■ **WHAT THE EXERCISE ASKS**:
How many lines in the items below contain the string "wiper"? Treat uppercase and lowercase as different, and reply with the number only.
--
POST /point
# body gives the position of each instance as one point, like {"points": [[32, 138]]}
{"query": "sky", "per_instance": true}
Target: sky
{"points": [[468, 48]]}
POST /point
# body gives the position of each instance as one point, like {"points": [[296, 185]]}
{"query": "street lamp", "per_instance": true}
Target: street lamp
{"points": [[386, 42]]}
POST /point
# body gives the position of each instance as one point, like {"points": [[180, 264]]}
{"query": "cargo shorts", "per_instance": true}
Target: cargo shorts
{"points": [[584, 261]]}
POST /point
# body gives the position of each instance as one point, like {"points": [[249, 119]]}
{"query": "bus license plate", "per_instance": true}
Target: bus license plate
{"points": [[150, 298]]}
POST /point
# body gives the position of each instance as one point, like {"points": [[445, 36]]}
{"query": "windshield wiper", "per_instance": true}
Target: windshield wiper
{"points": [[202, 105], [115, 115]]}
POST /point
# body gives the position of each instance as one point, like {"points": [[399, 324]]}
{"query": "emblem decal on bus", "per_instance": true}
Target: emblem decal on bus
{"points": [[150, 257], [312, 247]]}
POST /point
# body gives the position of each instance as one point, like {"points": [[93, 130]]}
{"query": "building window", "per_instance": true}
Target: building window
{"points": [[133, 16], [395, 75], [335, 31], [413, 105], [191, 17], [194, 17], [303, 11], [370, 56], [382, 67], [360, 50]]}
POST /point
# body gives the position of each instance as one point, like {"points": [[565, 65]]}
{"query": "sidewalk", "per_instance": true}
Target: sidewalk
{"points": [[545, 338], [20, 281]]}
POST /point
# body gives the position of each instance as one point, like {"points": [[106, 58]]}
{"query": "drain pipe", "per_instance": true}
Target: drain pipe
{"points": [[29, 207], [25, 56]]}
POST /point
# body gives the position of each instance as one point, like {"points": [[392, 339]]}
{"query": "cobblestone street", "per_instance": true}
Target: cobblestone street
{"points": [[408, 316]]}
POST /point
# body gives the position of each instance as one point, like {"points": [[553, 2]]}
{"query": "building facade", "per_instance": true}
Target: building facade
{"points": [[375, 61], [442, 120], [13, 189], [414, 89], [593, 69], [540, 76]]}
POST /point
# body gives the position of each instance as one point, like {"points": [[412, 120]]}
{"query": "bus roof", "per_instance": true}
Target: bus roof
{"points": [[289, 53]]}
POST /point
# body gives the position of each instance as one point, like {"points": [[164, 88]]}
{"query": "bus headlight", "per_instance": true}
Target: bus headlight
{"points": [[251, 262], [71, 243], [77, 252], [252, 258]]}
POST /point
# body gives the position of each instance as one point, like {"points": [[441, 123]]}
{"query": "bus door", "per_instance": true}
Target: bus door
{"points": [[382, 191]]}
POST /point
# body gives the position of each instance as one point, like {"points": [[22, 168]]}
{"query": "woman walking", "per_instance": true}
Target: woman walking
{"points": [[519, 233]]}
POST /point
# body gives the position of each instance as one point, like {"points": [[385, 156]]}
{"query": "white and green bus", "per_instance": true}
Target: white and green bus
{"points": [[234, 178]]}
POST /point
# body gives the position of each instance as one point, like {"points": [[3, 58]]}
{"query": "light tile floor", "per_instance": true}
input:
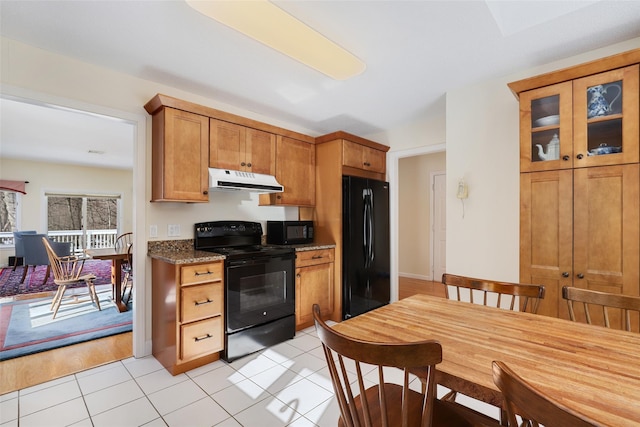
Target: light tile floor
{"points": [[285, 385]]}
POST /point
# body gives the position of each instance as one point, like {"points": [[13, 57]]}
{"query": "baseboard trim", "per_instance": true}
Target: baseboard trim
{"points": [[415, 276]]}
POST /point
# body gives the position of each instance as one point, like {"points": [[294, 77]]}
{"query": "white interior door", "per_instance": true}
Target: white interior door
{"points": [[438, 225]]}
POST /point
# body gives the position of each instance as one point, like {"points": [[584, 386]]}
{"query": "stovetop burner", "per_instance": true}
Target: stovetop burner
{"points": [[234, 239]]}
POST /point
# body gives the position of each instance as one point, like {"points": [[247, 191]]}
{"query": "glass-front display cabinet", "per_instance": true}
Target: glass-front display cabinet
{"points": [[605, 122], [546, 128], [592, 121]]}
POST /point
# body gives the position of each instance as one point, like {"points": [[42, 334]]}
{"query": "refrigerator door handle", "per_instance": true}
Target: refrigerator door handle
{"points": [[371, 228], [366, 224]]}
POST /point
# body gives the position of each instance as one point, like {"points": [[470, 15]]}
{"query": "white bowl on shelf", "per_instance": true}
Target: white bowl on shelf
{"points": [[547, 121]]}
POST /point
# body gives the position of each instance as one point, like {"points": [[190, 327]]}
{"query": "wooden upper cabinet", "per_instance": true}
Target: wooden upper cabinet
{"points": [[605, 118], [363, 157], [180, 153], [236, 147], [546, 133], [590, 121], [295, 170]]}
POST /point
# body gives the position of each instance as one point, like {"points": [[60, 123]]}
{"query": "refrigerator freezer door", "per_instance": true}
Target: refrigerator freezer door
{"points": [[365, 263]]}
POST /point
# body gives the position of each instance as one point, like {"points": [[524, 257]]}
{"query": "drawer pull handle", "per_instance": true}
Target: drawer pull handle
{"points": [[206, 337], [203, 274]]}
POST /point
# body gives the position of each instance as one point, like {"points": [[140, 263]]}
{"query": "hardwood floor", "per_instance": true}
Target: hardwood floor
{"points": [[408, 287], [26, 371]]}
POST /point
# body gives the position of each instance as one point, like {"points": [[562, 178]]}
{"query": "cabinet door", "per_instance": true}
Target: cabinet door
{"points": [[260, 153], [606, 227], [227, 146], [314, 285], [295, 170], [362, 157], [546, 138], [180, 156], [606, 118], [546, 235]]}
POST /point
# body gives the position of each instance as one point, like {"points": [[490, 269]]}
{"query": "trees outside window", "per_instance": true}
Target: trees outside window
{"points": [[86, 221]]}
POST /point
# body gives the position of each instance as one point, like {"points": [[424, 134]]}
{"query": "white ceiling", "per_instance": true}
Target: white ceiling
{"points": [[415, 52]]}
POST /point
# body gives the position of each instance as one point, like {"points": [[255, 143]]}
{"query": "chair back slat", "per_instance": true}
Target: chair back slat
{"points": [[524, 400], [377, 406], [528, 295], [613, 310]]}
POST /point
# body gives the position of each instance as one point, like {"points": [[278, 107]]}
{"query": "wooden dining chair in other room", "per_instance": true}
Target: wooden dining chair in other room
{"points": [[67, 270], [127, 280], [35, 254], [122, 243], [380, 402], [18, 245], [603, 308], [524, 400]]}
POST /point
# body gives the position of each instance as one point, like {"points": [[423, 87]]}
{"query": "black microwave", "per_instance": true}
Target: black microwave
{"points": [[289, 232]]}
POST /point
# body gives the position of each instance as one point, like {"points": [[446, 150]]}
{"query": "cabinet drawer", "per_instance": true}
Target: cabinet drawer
--
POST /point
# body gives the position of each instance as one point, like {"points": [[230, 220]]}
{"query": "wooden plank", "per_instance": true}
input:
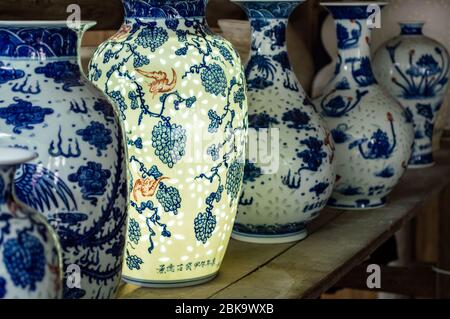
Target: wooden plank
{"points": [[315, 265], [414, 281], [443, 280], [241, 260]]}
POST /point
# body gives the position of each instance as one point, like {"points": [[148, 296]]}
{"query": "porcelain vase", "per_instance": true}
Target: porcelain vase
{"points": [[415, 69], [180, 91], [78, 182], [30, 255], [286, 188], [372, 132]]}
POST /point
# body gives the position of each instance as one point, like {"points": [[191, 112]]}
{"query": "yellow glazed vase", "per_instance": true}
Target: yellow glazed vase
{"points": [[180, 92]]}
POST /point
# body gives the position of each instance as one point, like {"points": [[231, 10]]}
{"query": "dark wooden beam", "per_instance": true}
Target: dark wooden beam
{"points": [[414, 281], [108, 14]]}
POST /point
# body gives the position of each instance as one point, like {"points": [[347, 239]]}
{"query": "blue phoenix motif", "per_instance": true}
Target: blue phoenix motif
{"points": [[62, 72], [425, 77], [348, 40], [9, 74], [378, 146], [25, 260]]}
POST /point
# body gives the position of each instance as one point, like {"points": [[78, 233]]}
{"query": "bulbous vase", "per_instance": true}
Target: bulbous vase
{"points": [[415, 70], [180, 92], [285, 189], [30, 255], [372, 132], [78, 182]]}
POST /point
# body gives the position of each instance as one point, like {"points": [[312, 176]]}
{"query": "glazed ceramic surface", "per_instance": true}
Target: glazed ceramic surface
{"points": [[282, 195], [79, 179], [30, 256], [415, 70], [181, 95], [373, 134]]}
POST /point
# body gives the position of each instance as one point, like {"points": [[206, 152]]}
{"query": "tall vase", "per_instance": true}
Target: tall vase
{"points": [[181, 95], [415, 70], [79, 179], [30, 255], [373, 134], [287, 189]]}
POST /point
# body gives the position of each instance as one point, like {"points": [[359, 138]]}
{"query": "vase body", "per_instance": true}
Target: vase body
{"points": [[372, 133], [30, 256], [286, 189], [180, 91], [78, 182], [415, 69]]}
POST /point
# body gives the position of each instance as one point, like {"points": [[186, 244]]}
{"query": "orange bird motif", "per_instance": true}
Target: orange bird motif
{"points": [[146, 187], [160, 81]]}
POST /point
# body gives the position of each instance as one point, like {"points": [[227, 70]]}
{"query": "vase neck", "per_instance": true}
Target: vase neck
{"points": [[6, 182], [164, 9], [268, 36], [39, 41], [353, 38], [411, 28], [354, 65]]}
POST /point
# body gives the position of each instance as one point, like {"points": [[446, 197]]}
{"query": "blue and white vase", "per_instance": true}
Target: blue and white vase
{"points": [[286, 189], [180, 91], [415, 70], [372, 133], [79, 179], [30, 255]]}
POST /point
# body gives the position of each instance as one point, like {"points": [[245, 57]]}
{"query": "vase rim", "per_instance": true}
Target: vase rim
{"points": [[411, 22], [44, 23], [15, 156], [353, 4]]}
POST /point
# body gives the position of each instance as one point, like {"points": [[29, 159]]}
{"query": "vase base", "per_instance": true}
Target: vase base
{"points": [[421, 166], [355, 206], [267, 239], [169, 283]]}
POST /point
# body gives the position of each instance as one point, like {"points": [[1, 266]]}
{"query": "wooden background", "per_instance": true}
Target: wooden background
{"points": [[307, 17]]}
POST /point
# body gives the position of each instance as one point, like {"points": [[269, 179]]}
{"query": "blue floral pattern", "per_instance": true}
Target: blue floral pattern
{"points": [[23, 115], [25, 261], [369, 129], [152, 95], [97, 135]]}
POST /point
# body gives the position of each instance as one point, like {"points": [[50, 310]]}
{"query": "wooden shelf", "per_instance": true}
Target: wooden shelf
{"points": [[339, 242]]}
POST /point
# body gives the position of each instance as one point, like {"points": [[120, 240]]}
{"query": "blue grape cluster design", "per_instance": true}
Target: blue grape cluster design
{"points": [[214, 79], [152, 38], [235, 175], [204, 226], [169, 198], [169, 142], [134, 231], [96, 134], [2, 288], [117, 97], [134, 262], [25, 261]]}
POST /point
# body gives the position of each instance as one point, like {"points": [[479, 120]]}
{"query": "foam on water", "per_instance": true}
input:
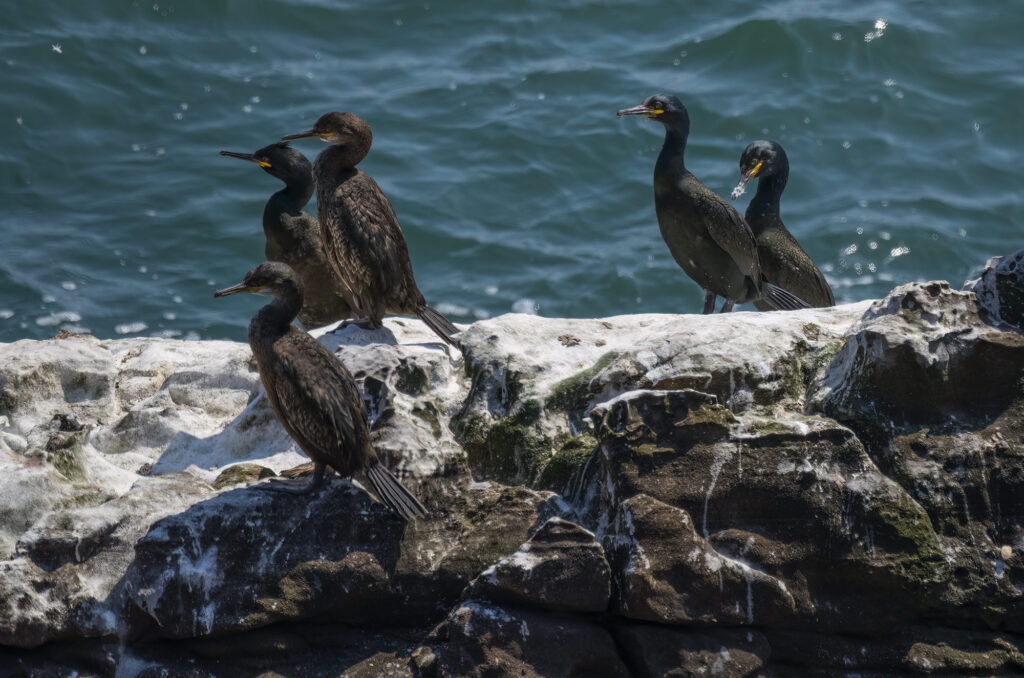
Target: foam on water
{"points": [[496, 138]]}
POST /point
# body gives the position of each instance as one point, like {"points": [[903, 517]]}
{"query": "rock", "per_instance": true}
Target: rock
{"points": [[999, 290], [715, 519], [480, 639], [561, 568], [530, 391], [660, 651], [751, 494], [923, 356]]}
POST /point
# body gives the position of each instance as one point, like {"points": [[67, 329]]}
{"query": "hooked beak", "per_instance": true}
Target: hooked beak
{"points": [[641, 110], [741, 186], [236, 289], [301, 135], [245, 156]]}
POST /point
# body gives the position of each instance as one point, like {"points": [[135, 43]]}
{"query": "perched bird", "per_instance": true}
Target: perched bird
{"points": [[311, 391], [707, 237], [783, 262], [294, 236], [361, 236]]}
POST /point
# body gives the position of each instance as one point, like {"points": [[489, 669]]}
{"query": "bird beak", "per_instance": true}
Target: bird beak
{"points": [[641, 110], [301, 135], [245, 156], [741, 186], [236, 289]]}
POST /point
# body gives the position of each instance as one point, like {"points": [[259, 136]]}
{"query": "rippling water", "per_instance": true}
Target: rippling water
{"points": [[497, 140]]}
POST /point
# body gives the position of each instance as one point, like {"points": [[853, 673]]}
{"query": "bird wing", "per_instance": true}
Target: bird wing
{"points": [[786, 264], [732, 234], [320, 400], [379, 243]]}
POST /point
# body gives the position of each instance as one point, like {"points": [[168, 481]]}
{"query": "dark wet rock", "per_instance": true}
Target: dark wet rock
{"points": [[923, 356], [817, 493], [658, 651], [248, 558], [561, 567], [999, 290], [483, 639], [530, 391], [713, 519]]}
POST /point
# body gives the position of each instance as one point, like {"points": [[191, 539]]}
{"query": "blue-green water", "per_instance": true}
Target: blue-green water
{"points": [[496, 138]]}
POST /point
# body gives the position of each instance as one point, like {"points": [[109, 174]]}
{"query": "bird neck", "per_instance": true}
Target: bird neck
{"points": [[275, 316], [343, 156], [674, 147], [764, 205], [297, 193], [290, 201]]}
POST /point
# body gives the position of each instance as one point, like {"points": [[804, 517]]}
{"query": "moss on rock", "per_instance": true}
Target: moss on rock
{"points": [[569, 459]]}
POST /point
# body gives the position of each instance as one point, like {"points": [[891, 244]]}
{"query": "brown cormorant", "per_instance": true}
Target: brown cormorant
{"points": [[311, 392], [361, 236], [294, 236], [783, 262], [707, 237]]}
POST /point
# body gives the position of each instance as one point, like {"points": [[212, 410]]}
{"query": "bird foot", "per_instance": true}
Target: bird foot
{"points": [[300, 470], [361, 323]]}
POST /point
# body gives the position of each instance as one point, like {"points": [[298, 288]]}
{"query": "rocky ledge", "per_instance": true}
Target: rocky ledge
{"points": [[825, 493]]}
--
■ **WRITTEN ANSWER**:
2